STATED GOAL → Retype each entry below, keeping every character the same.

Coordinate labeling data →
* * * * * * * * *

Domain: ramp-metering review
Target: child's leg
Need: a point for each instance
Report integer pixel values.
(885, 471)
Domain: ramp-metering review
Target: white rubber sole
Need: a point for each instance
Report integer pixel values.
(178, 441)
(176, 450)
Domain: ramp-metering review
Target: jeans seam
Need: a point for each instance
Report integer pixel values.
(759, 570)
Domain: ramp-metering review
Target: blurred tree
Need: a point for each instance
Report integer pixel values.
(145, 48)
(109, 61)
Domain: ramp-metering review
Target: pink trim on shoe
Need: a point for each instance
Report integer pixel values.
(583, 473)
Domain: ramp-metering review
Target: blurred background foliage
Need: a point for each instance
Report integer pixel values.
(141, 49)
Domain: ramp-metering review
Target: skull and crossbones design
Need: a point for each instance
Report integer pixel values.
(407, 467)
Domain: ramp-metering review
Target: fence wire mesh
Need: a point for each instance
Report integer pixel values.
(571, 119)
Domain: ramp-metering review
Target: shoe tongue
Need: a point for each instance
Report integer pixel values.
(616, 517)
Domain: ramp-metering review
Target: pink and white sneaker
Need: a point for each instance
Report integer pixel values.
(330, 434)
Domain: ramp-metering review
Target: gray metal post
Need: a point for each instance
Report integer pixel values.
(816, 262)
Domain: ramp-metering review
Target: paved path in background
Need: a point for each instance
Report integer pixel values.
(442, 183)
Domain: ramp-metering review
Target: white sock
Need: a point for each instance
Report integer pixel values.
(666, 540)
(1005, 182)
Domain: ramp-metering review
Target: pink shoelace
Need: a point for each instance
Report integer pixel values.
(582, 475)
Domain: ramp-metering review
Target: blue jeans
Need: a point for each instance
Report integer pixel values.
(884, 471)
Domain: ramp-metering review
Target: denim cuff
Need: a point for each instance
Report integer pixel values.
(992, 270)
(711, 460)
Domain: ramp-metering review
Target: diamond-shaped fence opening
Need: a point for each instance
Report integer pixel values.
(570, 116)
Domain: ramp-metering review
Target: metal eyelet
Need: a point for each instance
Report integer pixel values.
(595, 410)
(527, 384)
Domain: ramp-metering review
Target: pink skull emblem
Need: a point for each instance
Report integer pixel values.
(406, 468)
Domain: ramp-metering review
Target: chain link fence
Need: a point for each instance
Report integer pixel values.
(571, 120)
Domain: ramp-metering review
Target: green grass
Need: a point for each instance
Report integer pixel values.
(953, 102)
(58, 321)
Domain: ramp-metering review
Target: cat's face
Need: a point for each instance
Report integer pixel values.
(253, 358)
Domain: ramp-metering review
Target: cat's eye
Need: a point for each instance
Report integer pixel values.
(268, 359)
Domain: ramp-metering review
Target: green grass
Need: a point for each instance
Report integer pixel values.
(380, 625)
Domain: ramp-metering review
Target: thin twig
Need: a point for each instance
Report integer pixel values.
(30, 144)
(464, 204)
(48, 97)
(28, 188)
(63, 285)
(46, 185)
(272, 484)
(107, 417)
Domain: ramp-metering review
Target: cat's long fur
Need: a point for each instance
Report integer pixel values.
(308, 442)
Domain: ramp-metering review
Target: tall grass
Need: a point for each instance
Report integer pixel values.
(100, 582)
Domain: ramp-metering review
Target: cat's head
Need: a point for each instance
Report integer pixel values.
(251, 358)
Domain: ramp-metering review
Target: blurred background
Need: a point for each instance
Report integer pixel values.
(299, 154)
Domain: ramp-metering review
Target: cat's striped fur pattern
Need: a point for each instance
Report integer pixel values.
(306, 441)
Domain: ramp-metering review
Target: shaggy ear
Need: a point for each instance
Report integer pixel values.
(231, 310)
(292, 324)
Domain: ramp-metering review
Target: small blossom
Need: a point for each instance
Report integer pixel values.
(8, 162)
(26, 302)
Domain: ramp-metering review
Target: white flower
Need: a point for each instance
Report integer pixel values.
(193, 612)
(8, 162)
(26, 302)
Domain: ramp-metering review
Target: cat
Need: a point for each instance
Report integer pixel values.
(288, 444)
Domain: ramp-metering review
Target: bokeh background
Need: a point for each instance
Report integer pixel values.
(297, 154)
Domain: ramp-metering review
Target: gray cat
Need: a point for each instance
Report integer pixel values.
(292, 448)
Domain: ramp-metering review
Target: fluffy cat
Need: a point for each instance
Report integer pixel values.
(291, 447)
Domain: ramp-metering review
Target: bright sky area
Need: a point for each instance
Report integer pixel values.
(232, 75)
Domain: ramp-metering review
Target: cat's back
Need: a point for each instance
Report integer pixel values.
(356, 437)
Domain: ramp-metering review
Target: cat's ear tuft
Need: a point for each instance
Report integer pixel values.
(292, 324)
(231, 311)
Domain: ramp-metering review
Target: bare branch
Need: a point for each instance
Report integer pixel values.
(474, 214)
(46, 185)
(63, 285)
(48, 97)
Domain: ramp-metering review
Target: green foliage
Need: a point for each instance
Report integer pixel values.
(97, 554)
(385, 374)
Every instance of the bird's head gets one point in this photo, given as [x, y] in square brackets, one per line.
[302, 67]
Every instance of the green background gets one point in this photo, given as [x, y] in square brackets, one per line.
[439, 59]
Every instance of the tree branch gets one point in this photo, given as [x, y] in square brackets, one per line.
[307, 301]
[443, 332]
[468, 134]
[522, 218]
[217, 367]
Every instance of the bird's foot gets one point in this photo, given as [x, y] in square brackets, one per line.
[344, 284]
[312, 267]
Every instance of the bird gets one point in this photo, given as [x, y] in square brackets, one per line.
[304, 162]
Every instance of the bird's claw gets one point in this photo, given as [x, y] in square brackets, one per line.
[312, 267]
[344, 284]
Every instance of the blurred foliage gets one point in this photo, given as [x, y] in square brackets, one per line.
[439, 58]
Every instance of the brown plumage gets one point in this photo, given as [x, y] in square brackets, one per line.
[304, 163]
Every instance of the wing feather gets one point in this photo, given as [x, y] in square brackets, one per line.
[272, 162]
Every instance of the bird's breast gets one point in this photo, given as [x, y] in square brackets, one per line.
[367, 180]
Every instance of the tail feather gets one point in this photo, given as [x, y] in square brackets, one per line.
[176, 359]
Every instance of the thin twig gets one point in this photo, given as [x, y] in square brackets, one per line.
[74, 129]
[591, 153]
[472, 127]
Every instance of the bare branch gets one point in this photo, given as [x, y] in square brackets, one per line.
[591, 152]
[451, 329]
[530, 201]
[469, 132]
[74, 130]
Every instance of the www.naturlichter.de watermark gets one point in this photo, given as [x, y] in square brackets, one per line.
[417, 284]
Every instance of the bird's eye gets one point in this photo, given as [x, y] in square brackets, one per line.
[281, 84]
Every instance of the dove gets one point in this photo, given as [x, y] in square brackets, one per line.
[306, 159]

* * * * * * * * *

FULL OUTPUT →
Domain: ramp-metering review
Target: child's leg
Need: a point for each instance
Report integer pixel values.
(885, 471)
Domain: ramp-metering review
Target: white rubber sole
Need: a point for each instance
Report integer pixel values.
(178, 441)
(176, 450)
Domain: ramp-metering review
Target: jeans seam
Need: a point for each instance
Report integer pixel values.
(759, 570)
Domain: ramp-metering review
Target: blurred tree
Need: a point for each instance
Report integer pixel values.
(145, 48)
(109, 61)
Domain: ramp-metering review
Target: pink trim on shoe
Need: a point for each instance
Report integer pixel values.
(583, 473)
Domain: ramp-metering review
Target: blurred background foliage
Need: a point for each instance
Report integer pixel values.
(141, 49)
Domain: ramp-metering review
Target: skull and crossbones design
Need: a point for each instance
Report integer pixel values.
(407, 467)
Domain: ramp-metering review
Target: fence wire mesh
Need: a point for each instance
Report integer pixel values.
(571, 119)
Domain: ramp-metering review
Target: shoe tongue
Need: a point for each instance
Report integer pixel values.
(616, 517)
Domain: ramp-metering review
Target: pink and white sneaker
Need: a point for each instance
Report integer pixel values.
(330, 434)
Domain: ramp-metering review
Target: gray metal post
Need: a point for each instance
Report integer pixel values.
(816, 262)
Domain: ramp-metering review
Target: paved path in background
Need: a point for each instance
Report integer pixel values.
(442, 183)
Domain: ramp-metering review
Target: white sock
Need: a point for each instance
Report integer pixel values.
(666, 540)
(1005, 182)
Domain: ramp-metering review
Target: pink shoelace
Need: a point for each instance
Report integer pixel values.
(582, 475)
Domain: ramp-metering review
Target: blue jeans
Need: a point for each instance
Report integer pixel values.
(884, 471)
Domain: ramp-metering review
Target: denim cuff
Need: a point for each instance
Report integer pixel values.
(992, 270)
(711, 460)
Domain: ramp-metering review
Target: diamond-shaped fence opening
Need: a point for each instance
Report integer pixel values.
(570, 116)
Domain: ramp-metering review
Target: metal eyelet
Need: a point for each instance
Report integer pixel values.
(595, 410)
(527, 384)
Domain: ramp-metering review
Target: pink skull emblem
Need: a point for each instance
Report integer pixel values.
(406, 468)
Domain: ramp-metering review
Target: chain link fence
Need: a point for each instance
Report integer pixel values.
(571, 120)
Domain: ramp-metering review
Target: green grass
Need: a point for each instance
Report integer pixel values.
(953, 102)
(58, 321)
Domain: ramp-metering review
Target: cat's face
Need: a point for each instance
Report integer pixel values.
(253, 358)
Domain: ramp-metering review
Target: cat's eye
Need: a point for each instance
Report integer pixel values.
(268, 359)
Domain: ramp-metering review
Target: green grass
Need: a point for each instance
Report integer pixel values.
(380, 625)
Domain: ramp-metering review
Target: thin twig
Need: a point for each instance
Report integer pixel values.
(30, 144)
(464, 204)
(48, 97)
(28, 188)
(63, 285)
(46, 185)
(272, 484)
(107, 417)
Domain: ramp-metering review
Target: cat's long fur
Need: a point for each instance
Report integer pixel values.
(308, 442)
Domain: ramp-metering review
Target: tall grass
Need: a point for each instance
Report integer pixel values.
(100, 582)
Domain: ramp-metering review
Target: cat's head
Need: a point for each instance
Report integer pixel values.
(251, 358)
Domain: ramp-metering review
Target: blurred background
Need: a point for each instance
Report integer pixel values.
(299, 154)
Domain: ramp-metering review
Target: cat's striped fur pattern
Need: a point for each instance
Report integer pixel values.
(306, 441)
Domain: ramp-metering review
Target: shaggy ear
Need: a point for each instance
Report integer pixel values.
(231, 310)
(292, 324)
Domain: ramp-metering review
Target: small blossom
Need: a point for each instance
Report integer pixel values.
(8, 162)
(26, 302)
Domain: ramp-metering review
Target: white flower
Need: a point for each instance
Report integer pixel values.
(193, 612)
(8, 162)
(26, 302)
Domain: ramp-metering review
Target: cat
Need: a point for each instance
Report integer pixel values.
(288, 444)
Domain: ramp-metering review
Target: bokeh background
Need: a point for each instance
Report integer pixel values.
(297, 154)
Domain: ramp-metering review
Target: gray cat
Need: a point for each instance
Report integer pixel values.
(292, 448)
Domain: ramp-metering review
Target: fluffy cat
Need: a point for each instance
Report integer pixel values.
(291, 447)
Domain: ramp-metering review
Target: bright sky area
Need: a point for each instance
Report integer pixel values.
(232, 75)
Domain: ramp-metering review
Target: cat's back
Need: a point for each instance
Report integer pixel values.
(356, 437)
Domain: ramp-metering review
Target: cat's ear tuft
Need: a point for each instance
Report integer pixel values.
(292, 324)
(231, 311)
Domain: ramp-metering review
Target: bare branch
Need: a point for each instance
Report integer pixel values.
(474, 214)
(46, 185)
(63, 285)
(48, 97)
Domain: ramp-metering review
Target: green foliage
Need: a point for each instance
Report integer pixel values.
(97, 554)
(385, 374)
Every instance of the bird's head gets one point in this photo, given as [x, y] in square brackets, one per line.
[302, 67]
Every instance of the green background gets one point in this photo, given as [x, y] in square brackets, one per line.
[439, 59]
Every instance of the tree branch gets one point in this photo, given as [x, y] in square brackets, one per line.
[307, 301]
[443, 332]
[468, 134]
[522, 218]
[217, 367]
Every instance of the bird's foot gets one point in this photo, given as [x, y] in square brackets, one per line.
[344, 284]
[312, 267]
Every instance of the bird gets one point in this photo, given as [x, y] in square brackets, one per line.
[304, 162]
Every instance of the bird's claw gets one point in this photo, given as [x, y] in square brackets, one per line.
[312, 267]
[344, 284]
Every instance of the blurred foliage gets one point in this photo, given as [x, y] in square brackets, one per line.
[439, 58]
Every instance of the brown plumage gets one point in this photo, given as [x, y] in square brackets, one per line.
[304, 163]
Every instance of the wing feather gets one point in this photo, given as [x, y] in square brackets, one per line.
[272, 162]
Every instance of the bird's breast gets one point in this photo, given as [x, y] in square brackets, one per line.
[367, 180]
Every instance of the tail feather gets one point in this photo, given as [x, y] in square brackets, one per line.
[176, 359]
Every instance of the thin twig gets one point in this photo, given as [x, y] in square brackets, one per line.
[74, 129]
[591, 153]
[472, 127]
Every instance of the bare branch gets one point in this photo, given as [x, y] in square brackets, one per line.
[591, 152]
[451, 329]
[530, 201]
[469, 132]
[74, 130]
Every instance of the www.naturlichter.de watermark gets one point in this photo, given as [x, y] in square brackets, one per line.
[417, 284]
Every instance of the bird's eye gets one point in this photo, given as [x, y] in square brackets, one per line.
[281, 84]
Every instance of the dove gets one point in this photo, given as [x, y] in square brackets, one per line.
[306, 159]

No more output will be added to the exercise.